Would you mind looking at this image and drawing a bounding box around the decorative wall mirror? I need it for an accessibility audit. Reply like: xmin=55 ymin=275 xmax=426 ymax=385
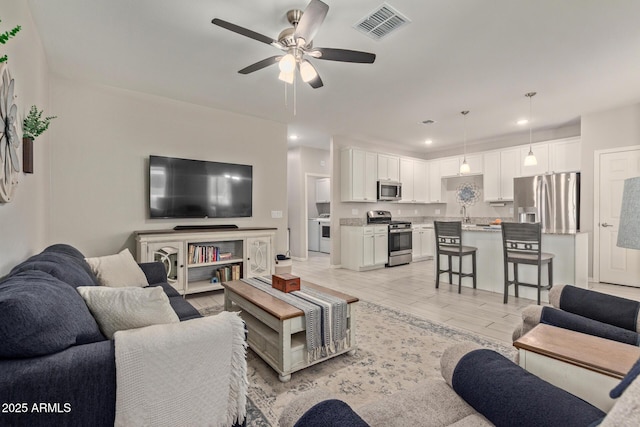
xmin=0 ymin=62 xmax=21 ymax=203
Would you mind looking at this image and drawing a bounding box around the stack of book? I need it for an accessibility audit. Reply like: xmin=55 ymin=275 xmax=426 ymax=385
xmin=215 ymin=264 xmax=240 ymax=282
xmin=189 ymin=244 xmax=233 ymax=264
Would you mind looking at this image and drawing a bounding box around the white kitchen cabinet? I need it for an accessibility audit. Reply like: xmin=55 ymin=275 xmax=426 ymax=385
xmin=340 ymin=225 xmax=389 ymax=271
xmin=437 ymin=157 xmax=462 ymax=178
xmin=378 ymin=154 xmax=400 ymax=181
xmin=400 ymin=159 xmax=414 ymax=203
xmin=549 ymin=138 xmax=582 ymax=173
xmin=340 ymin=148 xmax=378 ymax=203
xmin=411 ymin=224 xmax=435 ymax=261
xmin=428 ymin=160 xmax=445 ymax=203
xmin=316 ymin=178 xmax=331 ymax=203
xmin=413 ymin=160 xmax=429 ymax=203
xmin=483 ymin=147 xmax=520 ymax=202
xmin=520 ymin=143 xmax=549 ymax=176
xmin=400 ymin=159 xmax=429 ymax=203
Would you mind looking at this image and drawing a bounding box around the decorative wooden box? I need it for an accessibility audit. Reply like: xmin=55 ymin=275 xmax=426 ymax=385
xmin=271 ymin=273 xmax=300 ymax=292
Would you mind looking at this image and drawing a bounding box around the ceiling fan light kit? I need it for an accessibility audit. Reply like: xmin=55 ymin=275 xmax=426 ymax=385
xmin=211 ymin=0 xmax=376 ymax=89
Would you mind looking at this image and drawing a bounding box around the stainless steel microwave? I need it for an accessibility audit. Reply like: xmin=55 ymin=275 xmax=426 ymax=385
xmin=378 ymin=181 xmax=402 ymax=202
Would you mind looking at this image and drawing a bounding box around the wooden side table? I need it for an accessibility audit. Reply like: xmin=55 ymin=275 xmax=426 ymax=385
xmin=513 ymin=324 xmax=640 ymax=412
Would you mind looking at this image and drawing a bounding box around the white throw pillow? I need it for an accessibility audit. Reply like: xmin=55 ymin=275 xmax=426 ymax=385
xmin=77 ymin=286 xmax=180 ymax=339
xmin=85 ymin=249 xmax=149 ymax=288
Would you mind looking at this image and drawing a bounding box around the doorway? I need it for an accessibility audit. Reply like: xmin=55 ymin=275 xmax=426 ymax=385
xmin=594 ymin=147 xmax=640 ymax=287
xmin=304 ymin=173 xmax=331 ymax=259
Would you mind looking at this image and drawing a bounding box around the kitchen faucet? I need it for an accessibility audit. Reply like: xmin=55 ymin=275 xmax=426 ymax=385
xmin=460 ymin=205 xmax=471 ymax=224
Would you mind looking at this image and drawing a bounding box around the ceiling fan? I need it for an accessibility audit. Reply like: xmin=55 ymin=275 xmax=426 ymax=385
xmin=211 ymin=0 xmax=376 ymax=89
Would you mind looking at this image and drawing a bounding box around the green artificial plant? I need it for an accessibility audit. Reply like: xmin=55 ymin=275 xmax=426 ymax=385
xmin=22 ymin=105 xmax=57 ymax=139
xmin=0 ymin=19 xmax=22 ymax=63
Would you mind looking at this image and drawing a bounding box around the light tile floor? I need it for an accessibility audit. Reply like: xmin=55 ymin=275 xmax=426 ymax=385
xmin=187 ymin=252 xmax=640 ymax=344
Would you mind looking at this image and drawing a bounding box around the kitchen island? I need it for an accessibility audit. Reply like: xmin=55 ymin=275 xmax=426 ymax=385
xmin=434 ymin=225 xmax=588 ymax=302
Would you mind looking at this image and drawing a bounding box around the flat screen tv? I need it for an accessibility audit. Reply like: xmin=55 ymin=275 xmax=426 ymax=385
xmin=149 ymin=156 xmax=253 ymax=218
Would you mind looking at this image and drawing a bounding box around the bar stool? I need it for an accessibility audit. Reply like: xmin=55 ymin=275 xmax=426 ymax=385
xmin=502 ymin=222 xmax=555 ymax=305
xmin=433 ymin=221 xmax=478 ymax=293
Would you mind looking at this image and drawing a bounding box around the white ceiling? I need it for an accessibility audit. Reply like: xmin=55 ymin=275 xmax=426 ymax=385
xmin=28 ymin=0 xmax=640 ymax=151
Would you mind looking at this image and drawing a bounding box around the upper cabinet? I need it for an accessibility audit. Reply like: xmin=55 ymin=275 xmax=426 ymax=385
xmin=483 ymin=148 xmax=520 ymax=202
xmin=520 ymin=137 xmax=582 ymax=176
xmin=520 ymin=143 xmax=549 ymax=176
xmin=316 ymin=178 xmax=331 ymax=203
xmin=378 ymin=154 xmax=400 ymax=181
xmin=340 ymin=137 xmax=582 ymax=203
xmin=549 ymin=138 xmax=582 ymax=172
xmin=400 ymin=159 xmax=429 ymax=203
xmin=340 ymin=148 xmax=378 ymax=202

------------------------------------------------------------

Task description -> Put every line above, from the one containing "the kitchen faucet?" down to the one containing "xmin=28 ymin=0 xmax=640 ymax=151", both included, into a Markdown table with the columns Row and Line. Number the rows and leave out any blank lines.

The solution ->
| Row | Line |
|---|---|
| 1 | Would you mind looking at this image and drawing a bounding box around the kitchen faucet? I need it for an accessibility audit. Reply like: xmin=55 ymin=275 xmax=426 ymax=385 |
| 2 | xmin=460 ymin=205 xmax=471 ymax=224 |
| 3 | Would you mind looking at this image and drawing a bounding box around the ceiling fan? I need it for an accessibility audit. Reply like: xmin=55 ymin=275 xmax=426 ymax=385 |
| 4 | xmin=211 ymin=0 xmax=376 ymax=89 |
| 5 | Would you mind looking at this image and drawing a bounding box around the green artificial plant? I need it for an accessibility audit. Reply like: xmin=55 ymin=275 xmax=426 ymax=385 |
| 6 | xmin=22 ymin=105 xmax=57 ymax=139 |
| 7 | xmin=0 ymin=19 xmax=22 ymax=63 |
| 8 | Would you mind looking at this image and drawing a bounding box around the light tile floor? I need it for an accessibility audit. Reply like: xmin=55 ymin=275 xmax=426 ymax=385 |
| 9 | xmin=187 ymin=252 xmax=640 ymax=344 |
| 10 | Would you mind looking at this image and drawing a bounding box around the kitchen island? I need it for an accessibility audit. Reply like: xmin=55 ymin=275 xmax=426 ymax=385 |
| 11 | xmin=434 ymin=225 xmax=588 ymax=302 |
| 12 | Would you mind looking at this image and drawing a bounding box around the flat screen tv? I need it for an accessibility audit. Reply like: xmin=55 ymin=275 xmax=426 ymax=385 |
| 13 | xmin=149 ymin=156 xmax=253 ymax=218 |
| 14 | Would you mind looking at this image and drawing a bounding box around the bar stool? I need it for an accessibility audit. Reply like: xmin=55 ymin=275 xmax=426 ymax=385 |
| 15 | xmin=502 ymin=222 xmax=555 ymax=305 |
| 16 | xmin=433 ymin=221 xmax=478 ymax=293 |
| 17 | Would you mind looking at this image and drawing a bounding box around the white ceiling? I need it for an accessibility audit. Reply like: xmin=55 ymin=275 xmax=426 ymax=385 |
| 18 | xmin=28 ymin=0 xmax=640 ymax=151 |